> Description of the task:
Locate the line containing "Please locate the refrigerator" in the entries below, then retype it and every later line exactly, leaving out pictures.
___ Supplied data
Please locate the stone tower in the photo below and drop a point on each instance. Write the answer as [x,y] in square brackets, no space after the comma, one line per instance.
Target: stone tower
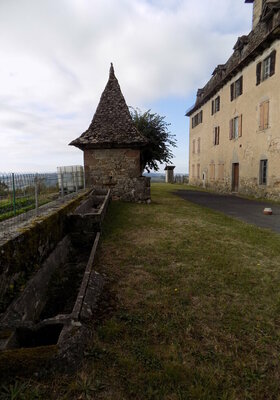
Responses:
[112,148]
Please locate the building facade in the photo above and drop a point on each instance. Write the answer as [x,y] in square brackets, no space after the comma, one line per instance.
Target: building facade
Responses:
[235,122]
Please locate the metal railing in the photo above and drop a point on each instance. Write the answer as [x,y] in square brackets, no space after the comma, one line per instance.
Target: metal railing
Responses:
[20,193]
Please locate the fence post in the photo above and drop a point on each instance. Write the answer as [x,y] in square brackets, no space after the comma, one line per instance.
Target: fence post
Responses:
[36,193]
[62,185]
[14,193]
[76,180]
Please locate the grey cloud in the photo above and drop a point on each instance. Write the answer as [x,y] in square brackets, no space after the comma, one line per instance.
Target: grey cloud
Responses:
[55,58]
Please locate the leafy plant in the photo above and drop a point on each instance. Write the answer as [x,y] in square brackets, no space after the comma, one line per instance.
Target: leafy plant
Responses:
[13,391]
[155,129]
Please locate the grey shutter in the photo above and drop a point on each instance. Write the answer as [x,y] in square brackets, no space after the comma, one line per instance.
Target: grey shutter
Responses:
[258,73]
[272,62]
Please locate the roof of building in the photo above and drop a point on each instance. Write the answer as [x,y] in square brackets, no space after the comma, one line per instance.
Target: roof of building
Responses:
[246,49]
[112,125]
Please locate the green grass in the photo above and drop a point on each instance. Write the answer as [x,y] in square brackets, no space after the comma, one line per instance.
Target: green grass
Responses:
[196,311]
[22,205]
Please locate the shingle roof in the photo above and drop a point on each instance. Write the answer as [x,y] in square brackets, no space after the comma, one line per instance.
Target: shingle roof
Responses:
[112,125]
[246,49]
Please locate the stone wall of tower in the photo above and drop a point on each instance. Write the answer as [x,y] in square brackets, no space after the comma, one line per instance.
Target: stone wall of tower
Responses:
[118,170]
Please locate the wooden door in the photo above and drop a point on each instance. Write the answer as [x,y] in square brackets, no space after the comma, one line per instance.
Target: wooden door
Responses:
[235,177]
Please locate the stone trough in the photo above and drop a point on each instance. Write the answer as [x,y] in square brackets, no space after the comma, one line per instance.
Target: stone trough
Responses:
[64,292]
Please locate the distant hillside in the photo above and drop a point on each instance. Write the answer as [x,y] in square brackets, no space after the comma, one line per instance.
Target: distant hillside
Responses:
[155,176]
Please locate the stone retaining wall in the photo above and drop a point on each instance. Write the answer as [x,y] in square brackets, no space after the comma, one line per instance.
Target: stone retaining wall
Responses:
[23,254]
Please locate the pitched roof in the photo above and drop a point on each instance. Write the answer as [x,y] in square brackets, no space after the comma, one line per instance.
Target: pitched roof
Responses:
[112,125]
[246,49]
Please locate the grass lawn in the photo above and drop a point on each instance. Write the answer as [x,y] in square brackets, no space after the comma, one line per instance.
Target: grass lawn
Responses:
[194,310]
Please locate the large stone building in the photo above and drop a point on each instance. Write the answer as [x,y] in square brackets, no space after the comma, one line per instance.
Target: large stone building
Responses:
[112,148]
[235,122]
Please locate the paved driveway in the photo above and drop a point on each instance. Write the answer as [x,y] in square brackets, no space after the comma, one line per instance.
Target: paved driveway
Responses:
[247,210]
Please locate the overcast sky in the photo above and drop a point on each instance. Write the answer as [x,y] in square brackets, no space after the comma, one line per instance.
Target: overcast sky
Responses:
[55,57]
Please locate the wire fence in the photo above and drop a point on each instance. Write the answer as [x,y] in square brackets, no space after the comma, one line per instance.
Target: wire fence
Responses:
[22,195]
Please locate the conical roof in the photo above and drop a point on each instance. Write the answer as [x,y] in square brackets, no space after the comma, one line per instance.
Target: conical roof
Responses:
[112,125]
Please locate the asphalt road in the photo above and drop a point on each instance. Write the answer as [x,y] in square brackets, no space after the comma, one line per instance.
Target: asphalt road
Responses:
[246,210]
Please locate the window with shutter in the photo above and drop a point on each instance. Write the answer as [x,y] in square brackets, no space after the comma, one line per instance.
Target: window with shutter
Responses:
[236,88]
[235,127]
[258,73]
[221,172]
[261,116]
[197,119]
[240,125]
[232,92]
[263,172]
[231,129]
[264,115]
[272,62]
[216,135]
[266,68]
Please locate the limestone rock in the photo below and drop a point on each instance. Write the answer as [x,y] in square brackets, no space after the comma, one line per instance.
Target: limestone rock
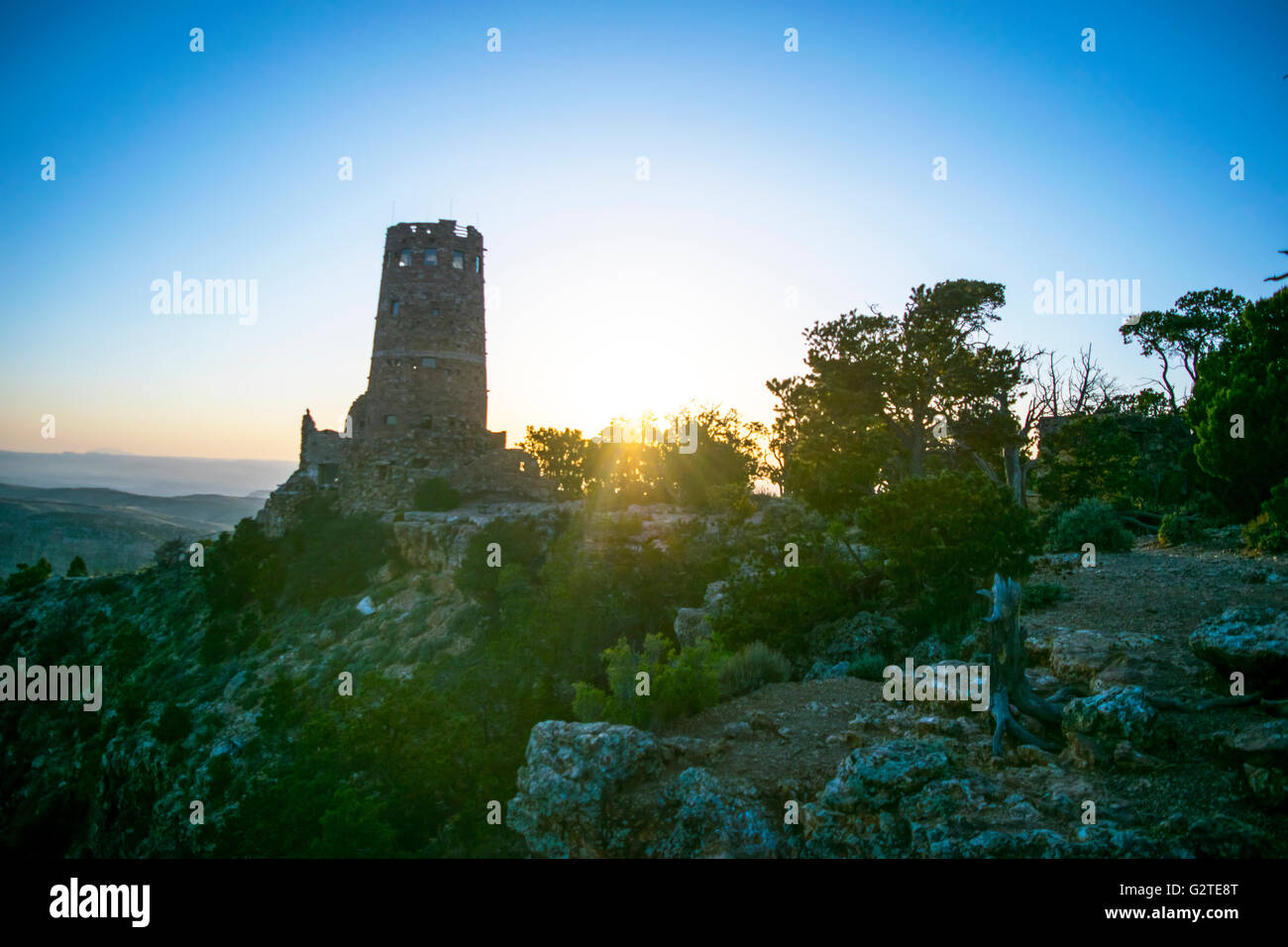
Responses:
[1252,641]
[1113,715]
[572,777]
[692,625]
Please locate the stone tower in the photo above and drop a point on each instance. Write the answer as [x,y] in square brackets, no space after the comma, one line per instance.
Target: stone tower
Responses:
[424,414]
[428,359]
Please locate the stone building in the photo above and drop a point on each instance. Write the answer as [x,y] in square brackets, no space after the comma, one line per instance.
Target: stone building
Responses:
[424,414]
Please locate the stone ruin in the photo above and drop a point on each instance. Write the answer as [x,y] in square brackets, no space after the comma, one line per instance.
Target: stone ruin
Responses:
[424,414]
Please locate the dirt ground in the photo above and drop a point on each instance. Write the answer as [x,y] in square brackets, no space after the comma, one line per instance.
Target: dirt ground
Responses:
[799,732]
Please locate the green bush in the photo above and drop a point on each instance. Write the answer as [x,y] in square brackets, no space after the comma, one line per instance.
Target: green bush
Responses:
[436,495]
[1091,521]
[29,577]
[174,725]
[752,668]
[868,667]
[782,605]
[679,684]
[1177,530]
[940,539]
[1041,595]
[1269,531]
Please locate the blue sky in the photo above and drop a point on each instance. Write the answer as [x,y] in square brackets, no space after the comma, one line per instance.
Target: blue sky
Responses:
[606,295]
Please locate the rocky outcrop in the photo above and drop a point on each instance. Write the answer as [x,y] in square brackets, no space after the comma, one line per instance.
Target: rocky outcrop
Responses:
[1250,641]
[692,625]
[579,796]
[1113,715]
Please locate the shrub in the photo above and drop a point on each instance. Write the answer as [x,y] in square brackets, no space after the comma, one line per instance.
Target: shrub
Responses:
[941,538]
[1269,531]
[870,667]
[679,684]
[174,725]
[1042,595]
[1091,521]
[1176,530]
[752,668]
[436,495]
[29,577]
[781,607]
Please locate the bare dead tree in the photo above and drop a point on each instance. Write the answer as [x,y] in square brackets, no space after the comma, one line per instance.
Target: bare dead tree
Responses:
[1010,693]
[1055,390]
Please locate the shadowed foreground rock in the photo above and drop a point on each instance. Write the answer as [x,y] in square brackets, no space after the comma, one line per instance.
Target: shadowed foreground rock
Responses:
[1252,641]
[578,797]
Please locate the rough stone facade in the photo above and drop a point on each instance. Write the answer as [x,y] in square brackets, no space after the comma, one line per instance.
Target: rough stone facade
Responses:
[424,414]
[428,357]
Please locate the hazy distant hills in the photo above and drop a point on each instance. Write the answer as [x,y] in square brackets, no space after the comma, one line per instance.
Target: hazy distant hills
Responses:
[111,530]
[143,474]
[114,509]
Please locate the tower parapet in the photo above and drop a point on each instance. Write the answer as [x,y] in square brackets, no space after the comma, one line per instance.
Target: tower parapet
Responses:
[429,355]
[424,414]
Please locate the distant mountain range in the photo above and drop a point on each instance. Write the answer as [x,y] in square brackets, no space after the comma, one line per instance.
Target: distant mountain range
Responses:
[115,509]
[137,474]
[108,528]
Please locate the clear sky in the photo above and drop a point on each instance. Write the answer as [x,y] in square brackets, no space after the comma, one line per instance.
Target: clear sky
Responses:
[606,295]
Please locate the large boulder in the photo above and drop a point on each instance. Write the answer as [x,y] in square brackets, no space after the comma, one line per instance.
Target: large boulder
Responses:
[595,789]
[1250,641]
[692,625]
[572,776]
[1112,716]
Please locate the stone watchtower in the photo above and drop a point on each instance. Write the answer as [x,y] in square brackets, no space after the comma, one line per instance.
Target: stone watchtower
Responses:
[424,414]
[428,359]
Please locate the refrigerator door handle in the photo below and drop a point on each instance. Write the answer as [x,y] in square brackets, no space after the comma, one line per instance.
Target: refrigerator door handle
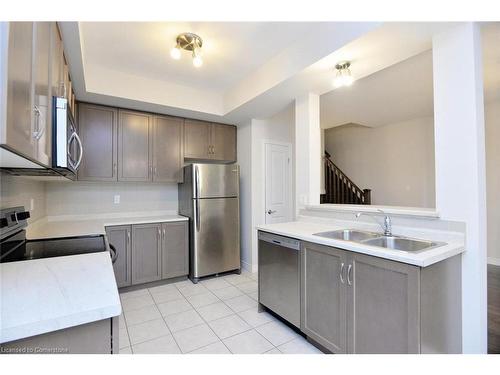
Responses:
[197,223]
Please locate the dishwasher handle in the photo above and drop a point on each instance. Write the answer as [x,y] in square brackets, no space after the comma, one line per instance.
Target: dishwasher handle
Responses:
[290,243]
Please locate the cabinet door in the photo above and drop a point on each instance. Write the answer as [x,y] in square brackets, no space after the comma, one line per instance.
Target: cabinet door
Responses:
[98,128]
[120,238]
[41,91]
[383,306]
[168,143]
[196,139]
[324,296]
[223,140]
[134,151]
[19,131]
[146,253]
[175,249]
[57,61]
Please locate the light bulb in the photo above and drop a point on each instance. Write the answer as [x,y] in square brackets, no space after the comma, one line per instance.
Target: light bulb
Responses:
[197,60]
[175,53]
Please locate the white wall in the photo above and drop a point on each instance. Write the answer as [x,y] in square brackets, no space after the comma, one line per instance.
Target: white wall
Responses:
______
> The response:
Please locate the refrigerator door handle in the photo below and drop a point on each instance. Write the answer as [x,y] in square brackets, no space after the comma, one line per instance.
Target: refrigerator door handle
Responses:
[197,223]
Please locate the dishwasher handle in the photo above and drop a point on each instance. Write the answer as [x,y] in square brackets, no space after the comma, one line per instance.
Target: dishwasher handle
Responses:
[290,243]
Please locate the cabinet door in the photo above and drop a point on each instance. Write the answer as [x,y] in square brackets, no space after the comma, one line per instance.
Target: cabinet door
Responses:
[98,128]
[120,238]
[41,91]
[383,306]
[168,143]
[196,139]
[324,296]
[223,140]
[134,151]
[19,131]
[146,253]
[175,249]
[57,61]
Please locate the light bulb in the photo above and drop a point on each instance. Write the answer as [x,y] in square brackets, no space after the comma, one line per instance.
Target: light bulb
Responses:
[197,60]
[175,53]
Please locate the white wall in the photo above and drop a point on each instance. Write the answer as [x,y] in square brackets, no space after the comma, one line per instance.
Target: white wall
Responses:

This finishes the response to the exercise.